◆ Provided material
◆ ◆ ◆ ◆ ◆

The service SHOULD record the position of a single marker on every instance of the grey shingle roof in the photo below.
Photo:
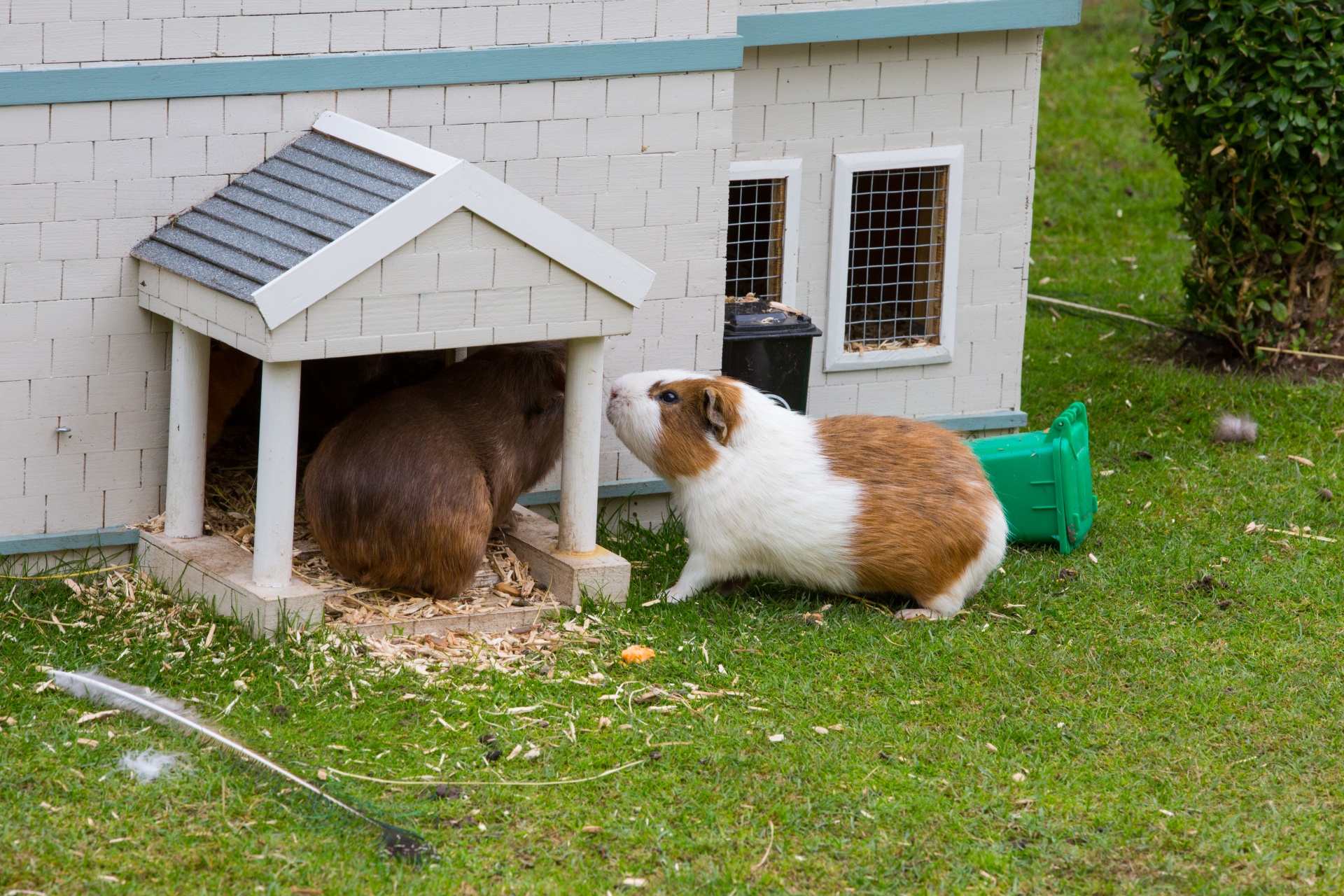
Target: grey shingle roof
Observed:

◆ ◆ ◆ ◆ ◆

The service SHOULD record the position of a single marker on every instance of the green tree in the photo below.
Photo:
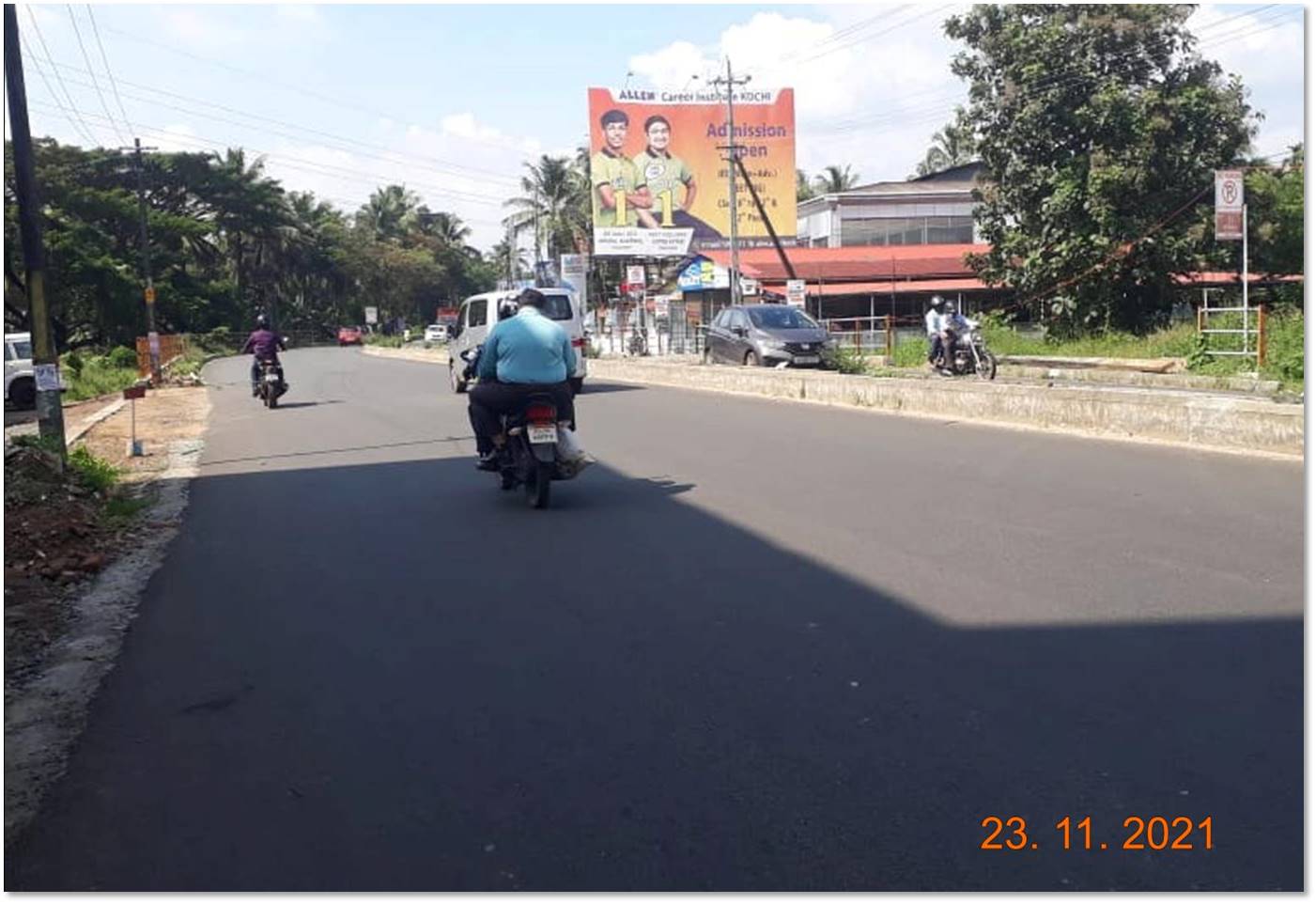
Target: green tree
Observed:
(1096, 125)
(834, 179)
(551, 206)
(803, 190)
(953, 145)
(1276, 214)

◆ ◆ ◆ ◆ ◆

◆ Task description
Look through the records for the string "marker". Copy every line that has it.

◆ Written solution
The service SHOULD record the position of a single marker on every instance of the grey shingle roof in the photo below.
The service SHOULD record the position of a single marker on every instance of the green tree in the photo below.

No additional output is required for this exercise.